WHAT YOU NEED TO DO:
Write out verbatim the lines of the listing below between the line containing "Mark one point per instance of the white interior" and the line containing "x=246, y=181", inclusive.

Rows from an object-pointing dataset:
=-=-=-=-=

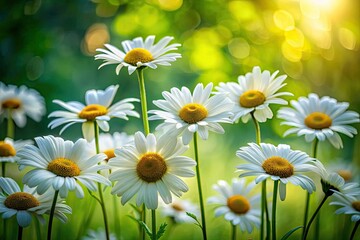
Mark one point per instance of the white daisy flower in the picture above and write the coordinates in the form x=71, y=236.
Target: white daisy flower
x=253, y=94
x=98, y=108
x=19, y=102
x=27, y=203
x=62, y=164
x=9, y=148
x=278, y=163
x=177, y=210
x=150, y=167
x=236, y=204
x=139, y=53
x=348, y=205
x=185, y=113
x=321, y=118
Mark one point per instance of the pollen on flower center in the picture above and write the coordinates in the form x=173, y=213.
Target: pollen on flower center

=-=-=-=-=

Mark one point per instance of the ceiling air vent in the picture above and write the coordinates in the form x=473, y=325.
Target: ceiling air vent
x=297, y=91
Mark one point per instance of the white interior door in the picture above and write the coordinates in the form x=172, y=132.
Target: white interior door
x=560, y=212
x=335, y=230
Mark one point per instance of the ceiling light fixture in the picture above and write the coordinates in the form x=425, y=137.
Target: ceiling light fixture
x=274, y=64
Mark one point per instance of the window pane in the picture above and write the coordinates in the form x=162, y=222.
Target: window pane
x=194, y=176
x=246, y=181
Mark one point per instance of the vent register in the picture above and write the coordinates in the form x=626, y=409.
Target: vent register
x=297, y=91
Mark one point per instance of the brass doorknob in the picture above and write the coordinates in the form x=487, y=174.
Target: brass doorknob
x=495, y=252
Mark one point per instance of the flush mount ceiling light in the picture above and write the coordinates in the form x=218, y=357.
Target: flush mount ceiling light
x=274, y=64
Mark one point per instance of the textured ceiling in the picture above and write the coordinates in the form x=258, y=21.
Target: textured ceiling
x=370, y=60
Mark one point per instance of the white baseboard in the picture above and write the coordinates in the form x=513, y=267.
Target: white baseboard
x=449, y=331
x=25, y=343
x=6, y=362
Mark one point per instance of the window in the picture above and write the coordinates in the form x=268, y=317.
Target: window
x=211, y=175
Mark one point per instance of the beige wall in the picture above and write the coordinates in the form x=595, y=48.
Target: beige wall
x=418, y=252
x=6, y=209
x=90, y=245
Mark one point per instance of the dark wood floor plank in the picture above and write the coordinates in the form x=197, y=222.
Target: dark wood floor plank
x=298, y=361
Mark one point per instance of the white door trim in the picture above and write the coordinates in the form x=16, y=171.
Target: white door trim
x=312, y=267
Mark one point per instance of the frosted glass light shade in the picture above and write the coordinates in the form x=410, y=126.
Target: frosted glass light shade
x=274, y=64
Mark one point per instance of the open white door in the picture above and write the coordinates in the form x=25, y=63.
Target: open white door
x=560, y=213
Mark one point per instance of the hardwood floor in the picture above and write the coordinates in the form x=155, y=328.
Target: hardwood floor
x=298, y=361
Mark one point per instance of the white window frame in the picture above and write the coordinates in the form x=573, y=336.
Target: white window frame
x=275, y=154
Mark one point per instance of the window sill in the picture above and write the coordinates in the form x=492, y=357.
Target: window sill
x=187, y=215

=-=-=-=-=

ANSWER TO THE TASK:
Mark one point per instance of the white interior door in the picture above and write the coordinates in the form x=172, y=132.
Target: white interior door
x=560, y=212
x=335, y=230
Mark one point per instance of the ceiling light fixture in the picture above and write the coordinates in the form x=425, y=137.
Target: ceiling light fixture
x=274, y=64
Mark one point per instance of the window pane in the picture above and write the coordinates in the form x=162, y=222.
Target: window pane
x=194, y=176
x=246, y=181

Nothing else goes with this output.